*WHAT THE TASK REQUIRES*
Starting at the row that contains "cluster and record the pixel coordinates." and ending at the row that contains "green leaf and record the pixel coordinates.", reproduce those rows with "single point" replaced by "marker" throughout and nothing else changed.

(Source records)
────────────────────
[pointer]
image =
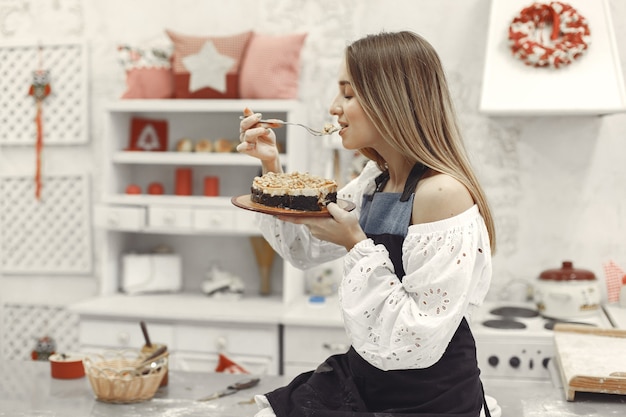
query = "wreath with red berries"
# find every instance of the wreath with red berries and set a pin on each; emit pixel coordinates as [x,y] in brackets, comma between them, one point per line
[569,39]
────────────────────
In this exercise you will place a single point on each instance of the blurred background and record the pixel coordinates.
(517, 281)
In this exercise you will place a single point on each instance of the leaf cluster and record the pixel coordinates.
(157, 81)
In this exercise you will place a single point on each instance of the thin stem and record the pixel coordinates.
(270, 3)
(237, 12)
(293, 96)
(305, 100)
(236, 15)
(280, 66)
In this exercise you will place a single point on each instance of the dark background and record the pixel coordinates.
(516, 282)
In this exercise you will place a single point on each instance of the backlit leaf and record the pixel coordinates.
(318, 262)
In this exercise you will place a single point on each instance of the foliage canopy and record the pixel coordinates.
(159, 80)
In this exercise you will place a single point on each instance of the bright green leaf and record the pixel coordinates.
────────────────────
*TASK RESULT*
In this exercise you will place a marker on each instance of the leaf cluster and record the pixel coordinates.
(157, 81)
In this exercise you will place a marker on each instance of the thin stem and record the pixel coordinates.
(270, 3)
(237, 12)
(293, 96)
(305, 100)
(236, 15)
(280, 66)
In this exercise you will place a marker on each instance of the dark background and record the pixel coordinates.
(516, 282)
In this exercise you will place a marker on each instance of the backlit leaf and record the pixel coordinates.
(318, 262)
In this exercise you will place a marker on each instance of the foliage canopy and record the pixel coordinates.
(159, 80)
In this exercise you will place a marker on each instance of the bright green leaf and record the pixel coordinates.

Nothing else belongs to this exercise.